Reading passage:

Solution check: discontinuous objective function
Description: Pathological examples to illustrate MP solution checker and settings
Tags: MP library, solution check, non-continuous objective, strict comparison
Notebook author: Gleb Belov <gleb@ampl.com>
Non-continuous objectives
Current notebook continues discussing solution checking (started in the documentation.)
The goal of the below example is to illustrate an issue with handling reformulated expressions.
To introduce a (perceived) error into a solution, let’s tamper with the model reformulation (as it’s hard to introduce controllable numerical accuracy error in a small example.) We use a non-continuous function in the objective and trick the solver into approaching the jump point from a specific side.

Given problem 1:
Filter the entries, copying every line that contains the word "black".

Records shown:
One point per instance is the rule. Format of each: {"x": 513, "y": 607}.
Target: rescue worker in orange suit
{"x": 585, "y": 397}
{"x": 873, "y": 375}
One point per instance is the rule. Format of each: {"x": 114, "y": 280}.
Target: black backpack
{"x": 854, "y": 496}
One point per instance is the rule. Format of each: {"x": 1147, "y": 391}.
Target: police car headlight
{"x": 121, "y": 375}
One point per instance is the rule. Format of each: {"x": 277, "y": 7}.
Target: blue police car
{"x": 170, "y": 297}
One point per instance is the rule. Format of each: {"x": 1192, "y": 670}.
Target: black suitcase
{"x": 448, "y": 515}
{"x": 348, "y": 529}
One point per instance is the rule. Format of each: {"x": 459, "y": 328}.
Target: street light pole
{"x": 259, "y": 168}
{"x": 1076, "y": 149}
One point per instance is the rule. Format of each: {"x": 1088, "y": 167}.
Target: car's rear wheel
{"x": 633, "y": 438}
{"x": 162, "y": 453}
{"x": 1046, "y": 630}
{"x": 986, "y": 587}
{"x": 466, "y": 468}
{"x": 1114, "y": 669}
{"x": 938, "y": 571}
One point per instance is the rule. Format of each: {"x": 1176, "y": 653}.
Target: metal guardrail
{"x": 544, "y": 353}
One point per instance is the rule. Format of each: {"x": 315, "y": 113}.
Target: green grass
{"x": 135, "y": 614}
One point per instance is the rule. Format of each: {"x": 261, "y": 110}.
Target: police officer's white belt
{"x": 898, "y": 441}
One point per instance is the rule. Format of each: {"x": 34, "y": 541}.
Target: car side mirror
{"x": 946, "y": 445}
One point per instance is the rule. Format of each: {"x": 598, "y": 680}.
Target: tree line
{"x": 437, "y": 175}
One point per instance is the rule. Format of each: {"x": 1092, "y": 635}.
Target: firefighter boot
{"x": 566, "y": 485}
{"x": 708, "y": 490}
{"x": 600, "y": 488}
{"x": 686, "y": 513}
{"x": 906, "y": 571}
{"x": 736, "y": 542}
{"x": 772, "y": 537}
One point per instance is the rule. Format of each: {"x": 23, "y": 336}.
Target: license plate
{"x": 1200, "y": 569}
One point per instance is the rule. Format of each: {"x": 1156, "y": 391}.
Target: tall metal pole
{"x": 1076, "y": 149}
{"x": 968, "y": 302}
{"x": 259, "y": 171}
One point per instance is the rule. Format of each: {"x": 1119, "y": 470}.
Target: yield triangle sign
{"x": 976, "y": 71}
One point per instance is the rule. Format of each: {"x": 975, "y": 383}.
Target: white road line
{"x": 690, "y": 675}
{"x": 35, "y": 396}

Given problem 2:
Using the notebook description above, answer these:
(a) Who is listed as the notebook author?
(b) What kind of function is used in the objective?
(c) According to the notebook description, why is the model reformulation tampered with rather than introducing a numerical accuracy error?

Written answer 1:
Target: black backpack
Target: black suitcase

Written answer 2:
(a) Gleb Belov
(b) A non-continuous function
(c) Because it's hard to introduce a controllable numerical accuracy error in a small example